| SELECTED EXCERPT |
---+---

Earnings reports giveth, and earnings reports taketh away. That's the lesson for investors in VOXX International (NASDAQ:VOXX), which traded down nearly 8 percent in after-hours trading after announcing disappointing fiscal second quarter earnings.
The drop came from VOXX's second straight earnings miss; the stock fell 17.7 percent after releasing Q1 earnings in July, a drop I argued was overdone. Apparently, the market disagreed; VOXX continued to struggle, and at Wednesday's after-hours close of $6.71 now trades at its lowest levels since late 2011.
VOXX had taken off from those levels, better than tripling between mid-October and mid-February on the back of consecutive earnings beats in January and May. But the recent earnings weakness has pummeled the stock, which now trades at less than half its share price reached after that May release of FY12 full-year earnings. VOXX's one-year chart shows the stock's rise and fall:
To be sure, there was reason for disappointment in Wednesday's report. Sales increased 21% year-over-year, but excluding the boost from the company's March acquisition of Hirschmann, revenue fell nearly 8%. And the company lowered its Adjusted EBITDA guidance -- which excludes an $8.4 million loss based on a patent lawsuit -- to $61 million from its $62.4-$65.4 million projection, reiterated after Q1.

---+---

According to the VOXX earnings article, what was the stock's after-hours closing price on Wednesday? The material that follows has no connection to the VOXX earnings article.

---+---

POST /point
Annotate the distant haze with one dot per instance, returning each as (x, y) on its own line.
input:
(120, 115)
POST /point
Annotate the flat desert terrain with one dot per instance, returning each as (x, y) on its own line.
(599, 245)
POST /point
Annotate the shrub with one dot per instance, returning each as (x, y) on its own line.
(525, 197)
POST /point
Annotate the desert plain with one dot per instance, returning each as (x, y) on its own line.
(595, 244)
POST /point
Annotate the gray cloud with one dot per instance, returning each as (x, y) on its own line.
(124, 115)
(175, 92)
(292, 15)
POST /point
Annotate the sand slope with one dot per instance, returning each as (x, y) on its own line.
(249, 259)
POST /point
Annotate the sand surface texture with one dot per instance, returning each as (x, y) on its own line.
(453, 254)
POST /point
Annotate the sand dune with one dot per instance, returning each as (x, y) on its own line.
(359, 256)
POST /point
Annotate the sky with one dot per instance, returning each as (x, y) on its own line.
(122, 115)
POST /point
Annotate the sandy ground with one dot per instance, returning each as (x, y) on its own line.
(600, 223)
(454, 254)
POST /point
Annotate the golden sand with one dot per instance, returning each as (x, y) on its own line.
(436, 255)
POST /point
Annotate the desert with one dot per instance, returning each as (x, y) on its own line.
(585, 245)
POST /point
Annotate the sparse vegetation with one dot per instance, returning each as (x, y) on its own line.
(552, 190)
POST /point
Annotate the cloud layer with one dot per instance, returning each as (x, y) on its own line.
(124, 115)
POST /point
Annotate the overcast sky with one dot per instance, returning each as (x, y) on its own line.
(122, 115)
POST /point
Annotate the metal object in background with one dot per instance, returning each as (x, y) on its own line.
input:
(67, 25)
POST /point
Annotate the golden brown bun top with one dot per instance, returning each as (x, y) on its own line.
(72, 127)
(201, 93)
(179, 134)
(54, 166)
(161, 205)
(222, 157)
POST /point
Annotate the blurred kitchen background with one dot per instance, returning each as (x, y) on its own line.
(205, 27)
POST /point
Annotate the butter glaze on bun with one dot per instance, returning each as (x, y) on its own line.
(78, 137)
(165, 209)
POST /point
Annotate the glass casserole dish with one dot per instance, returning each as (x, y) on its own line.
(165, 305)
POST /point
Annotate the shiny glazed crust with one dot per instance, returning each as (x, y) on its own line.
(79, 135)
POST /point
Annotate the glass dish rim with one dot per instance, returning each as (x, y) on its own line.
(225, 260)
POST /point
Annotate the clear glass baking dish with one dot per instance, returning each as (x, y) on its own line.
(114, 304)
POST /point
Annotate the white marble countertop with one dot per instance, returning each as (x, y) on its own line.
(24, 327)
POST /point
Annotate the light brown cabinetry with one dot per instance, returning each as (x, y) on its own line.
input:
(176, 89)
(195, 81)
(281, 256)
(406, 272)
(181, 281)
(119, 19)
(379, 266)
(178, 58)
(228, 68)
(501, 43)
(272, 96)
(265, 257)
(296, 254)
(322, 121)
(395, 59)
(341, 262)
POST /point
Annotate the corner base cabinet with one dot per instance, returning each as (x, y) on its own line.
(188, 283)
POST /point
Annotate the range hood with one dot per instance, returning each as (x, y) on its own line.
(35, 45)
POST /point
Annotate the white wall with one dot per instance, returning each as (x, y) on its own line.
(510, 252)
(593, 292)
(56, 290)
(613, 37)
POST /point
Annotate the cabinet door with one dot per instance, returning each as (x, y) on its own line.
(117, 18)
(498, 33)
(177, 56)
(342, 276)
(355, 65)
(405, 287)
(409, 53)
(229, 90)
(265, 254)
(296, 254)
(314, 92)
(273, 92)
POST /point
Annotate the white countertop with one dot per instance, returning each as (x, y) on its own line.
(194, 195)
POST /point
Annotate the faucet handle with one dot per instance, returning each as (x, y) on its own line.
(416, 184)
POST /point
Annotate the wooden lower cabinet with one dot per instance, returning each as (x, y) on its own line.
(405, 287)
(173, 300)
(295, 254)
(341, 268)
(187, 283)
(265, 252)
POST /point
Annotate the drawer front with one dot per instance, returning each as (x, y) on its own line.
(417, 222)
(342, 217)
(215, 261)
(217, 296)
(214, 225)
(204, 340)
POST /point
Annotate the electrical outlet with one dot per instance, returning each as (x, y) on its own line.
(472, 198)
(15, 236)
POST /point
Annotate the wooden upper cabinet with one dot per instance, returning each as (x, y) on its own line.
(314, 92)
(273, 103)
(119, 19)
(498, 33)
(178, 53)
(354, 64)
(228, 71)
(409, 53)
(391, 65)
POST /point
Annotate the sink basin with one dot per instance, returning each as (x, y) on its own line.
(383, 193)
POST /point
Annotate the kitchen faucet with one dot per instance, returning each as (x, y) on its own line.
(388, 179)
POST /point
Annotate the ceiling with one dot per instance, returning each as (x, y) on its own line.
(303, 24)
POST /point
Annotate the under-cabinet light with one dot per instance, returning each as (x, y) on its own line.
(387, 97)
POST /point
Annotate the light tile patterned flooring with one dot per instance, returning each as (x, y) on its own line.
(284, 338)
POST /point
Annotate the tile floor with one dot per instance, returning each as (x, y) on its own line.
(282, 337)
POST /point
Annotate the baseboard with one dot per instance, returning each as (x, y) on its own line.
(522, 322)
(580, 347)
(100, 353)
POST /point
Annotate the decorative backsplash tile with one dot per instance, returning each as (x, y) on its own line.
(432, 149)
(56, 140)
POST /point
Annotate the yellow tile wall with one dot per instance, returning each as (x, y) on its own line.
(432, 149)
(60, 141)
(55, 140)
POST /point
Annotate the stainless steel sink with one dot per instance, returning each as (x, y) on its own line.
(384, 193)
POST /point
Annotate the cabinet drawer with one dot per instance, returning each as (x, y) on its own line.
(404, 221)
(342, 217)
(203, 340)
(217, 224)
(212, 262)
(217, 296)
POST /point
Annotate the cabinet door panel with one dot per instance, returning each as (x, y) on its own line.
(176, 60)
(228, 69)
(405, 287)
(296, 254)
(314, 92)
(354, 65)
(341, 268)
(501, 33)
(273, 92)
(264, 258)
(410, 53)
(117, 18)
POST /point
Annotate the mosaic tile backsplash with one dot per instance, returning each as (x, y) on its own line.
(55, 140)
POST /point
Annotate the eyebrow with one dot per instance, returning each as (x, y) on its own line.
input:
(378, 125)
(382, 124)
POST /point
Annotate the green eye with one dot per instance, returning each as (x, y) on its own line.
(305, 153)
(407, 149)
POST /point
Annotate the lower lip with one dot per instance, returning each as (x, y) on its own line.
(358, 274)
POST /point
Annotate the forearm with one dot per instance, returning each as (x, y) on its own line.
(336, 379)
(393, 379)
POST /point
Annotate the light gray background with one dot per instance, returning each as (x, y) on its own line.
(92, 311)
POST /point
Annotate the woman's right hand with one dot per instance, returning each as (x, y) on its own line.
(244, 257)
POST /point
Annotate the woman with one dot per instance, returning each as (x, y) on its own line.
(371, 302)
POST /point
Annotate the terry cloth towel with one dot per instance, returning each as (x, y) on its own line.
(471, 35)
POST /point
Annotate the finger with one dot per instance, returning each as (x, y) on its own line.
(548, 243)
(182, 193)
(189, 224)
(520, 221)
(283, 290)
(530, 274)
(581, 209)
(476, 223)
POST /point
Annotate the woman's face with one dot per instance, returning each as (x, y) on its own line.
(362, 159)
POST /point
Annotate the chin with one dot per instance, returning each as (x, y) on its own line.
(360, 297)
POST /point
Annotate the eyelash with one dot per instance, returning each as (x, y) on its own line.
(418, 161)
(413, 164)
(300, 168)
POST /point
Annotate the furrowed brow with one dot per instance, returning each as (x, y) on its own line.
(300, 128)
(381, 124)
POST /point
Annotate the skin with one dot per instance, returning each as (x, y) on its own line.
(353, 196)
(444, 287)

---+---

| REPLY TO THE EXERCISE |
$6.71